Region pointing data
● ● ● ● ● ● ●

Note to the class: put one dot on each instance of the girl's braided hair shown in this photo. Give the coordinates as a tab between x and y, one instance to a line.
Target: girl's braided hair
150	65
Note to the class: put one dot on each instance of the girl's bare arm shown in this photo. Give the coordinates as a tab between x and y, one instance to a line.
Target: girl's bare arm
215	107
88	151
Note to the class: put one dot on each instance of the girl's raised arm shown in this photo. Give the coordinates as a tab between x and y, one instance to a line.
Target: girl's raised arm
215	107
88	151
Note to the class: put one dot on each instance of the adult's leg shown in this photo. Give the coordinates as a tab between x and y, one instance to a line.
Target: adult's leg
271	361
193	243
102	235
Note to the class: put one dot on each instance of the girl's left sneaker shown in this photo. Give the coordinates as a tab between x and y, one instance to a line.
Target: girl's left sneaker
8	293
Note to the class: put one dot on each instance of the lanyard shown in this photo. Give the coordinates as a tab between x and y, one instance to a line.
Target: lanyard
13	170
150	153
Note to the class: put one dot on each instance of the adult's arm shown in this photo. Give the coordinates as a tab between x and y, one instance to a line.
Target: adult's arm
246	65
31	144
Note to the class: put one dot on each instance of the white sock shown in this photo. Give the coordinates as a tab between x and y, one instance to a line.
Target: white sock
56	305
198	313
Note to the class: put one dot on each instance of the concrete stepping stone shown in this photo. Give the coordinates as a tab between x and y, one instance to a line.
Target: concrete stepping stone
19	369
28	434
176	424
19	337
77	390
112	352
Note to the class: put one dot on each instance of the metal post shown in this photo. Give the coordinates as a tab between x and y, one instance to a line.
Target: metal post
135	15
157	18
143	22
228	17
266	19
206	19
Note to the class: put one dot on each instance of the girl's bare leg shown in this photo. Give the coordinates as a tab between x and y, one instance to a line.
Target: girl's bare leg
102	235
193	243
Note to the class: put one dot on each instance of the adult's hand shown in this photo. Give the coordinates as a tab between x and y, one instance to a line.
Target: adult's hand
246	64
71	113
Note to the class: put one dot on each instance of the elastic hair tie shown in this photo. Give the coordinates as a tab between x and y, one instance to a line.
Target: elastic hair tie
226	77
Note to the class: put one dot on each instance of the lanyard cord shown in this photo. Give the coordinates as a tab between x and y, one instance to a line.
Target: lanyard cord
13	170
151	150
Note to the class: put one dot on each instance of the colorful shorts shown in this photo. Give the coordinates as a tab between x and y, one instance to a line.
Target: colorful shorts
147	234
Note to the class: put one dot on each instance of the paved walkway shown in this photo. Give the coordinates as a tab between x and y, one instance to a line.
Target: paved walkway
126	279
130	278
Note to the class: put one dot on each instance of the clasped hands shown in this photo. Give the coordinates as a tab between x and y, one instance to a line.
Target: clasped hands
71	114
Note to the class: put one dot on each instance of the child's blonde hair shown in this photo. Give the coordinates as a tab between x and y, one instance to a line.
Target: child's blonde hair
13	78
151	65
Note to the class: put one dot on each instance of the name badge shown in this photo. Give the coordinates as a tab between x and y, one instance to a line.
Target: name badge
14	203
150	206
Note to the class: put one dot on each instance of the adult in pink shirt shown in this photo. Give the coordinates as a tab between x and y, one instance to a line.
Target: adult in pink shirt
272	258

● ● ● ● ● ● ●

▶ Your assignment
All entries should be given again precisely as they appear above.

▶ Answer section
Note to the class: put one dot on each instance of the girl's braided hair shown in this photo. Give the coordinates as a tab between x and y, one instance to a line.
Target: girl's braided hair
150	65
Note to the class: put one dot on each instance of the girl's bare arm shown in this photo. Give the coordinates as a tab between x and y, one instance to a line.
Target: girl's bare arm
215	107
88	151
Note to the class: put one dot on each instance of the girl's raised arm shown in this photo. Give the coordinates as a tab between x and y, one instance to a line.
Target: girl's raised arm
215	107
88	151
Note to the class: put one dot on each instance of the adult's leg shown in this photo. Give the coordinates as a tab between x and y, one instance to a line.
Target: adult's leg
271	361
193	243
102	235
Note to the class: put one dot on each instance of the girl's left sneaker shown in this photo. Give the coordinates as a tab between x and y, one instance to a line.
Target: girl's left sneaker
8	293
Note to the class: put one dot on each instance of the lanyard shown in this photo. Give the coordinates as a tab between x and y, one instance to a line.
Target: lanyard
13	170
150	153
Note to the class: put one dot on each instance of the adult's arm shown in this photo. Give the coordinates as a tab between x and y, one instance to a line.
Target: adult's arm
246	65
31	144
Note to the class: put one dot on each instance of the white sock shown in this photo. Give the coordinates as a tab between x and y, one instance to a line.
Target: white sock
56	305
198	313
Note to the class: put one dot on each instance of the concrete stepping stone shown in this photo. Give the coordinates as a tab between x and y, one instance to a line.
Target: concrete stepping stone
19	369
28	434
176	424
19	337
77	390
112	352
Note to the class: put one dot on each instance of the metal post shown in this photo. Give the coordinates as a tab between x and y, one instance to a line.
Target: metal post
135	15
157	18
143	22
228	17
266	19
206	19
Note to the class: put one dot on each instance of the girl's bare leg shown in this photo. Give the coordinates as a tab between x and y, one instance to a line.
Target: girl's bare leg
102	235
193	243
Note to the class: put one dot on each instance of the adult's hand shown in this photo. Give the coordinates as a tab between x and y, one instance to a line.
Target: adult's hand
246	64
71	113
Note to the class: put one dot on each instance of the elastic hair tie shown in this photo. Give the coordinates as a tab between x and y, one instance to a line.
Target: elastic hair tie
226	77
Note to the class: put one dot on each instance of the lanyard cord shown in this photo. Give the coordinates as a tab between x and y, one instance to a line.
Target: lanyard cord
13	170
151	150
Note to the class: put one dot on each instance of the colorful shorts shown in this photo. Give the coordinates as a tab between x and y, one instance to a line.
Target: colorful shorts
147	234
Note to the class: put one dot on each instance of the paved walkway shown in this photo. Give the coordinates as a tab between x and y, one instance to a line.
Target: paved walkway
126	279
130	278
Note to the class: put one dot on each instance of the clasped hands shown in this photo. Give the coordinates as a tab between x and y, one instance to a line.
Target: clasped hands
71	114
Note to the class: put one dot on each instance of the child's blonde hair shown in this photo. Give the coordinates as a tab between x and y, one instance to a line.
Target: child's blonde hair
13	78
151	65
Note to the class: put one dot on each instance of the name badge shown in this photo. Give the coordinates as a tab between x and y, one instance to a line.
Target: name badge
14	203
150	206
Note to the class: put one dot on each instance of the adult in pink shirt shown in this photo. Give the coordinates as a tab between x and y, one instance to a line.
Target: adult in pink shirt
272	258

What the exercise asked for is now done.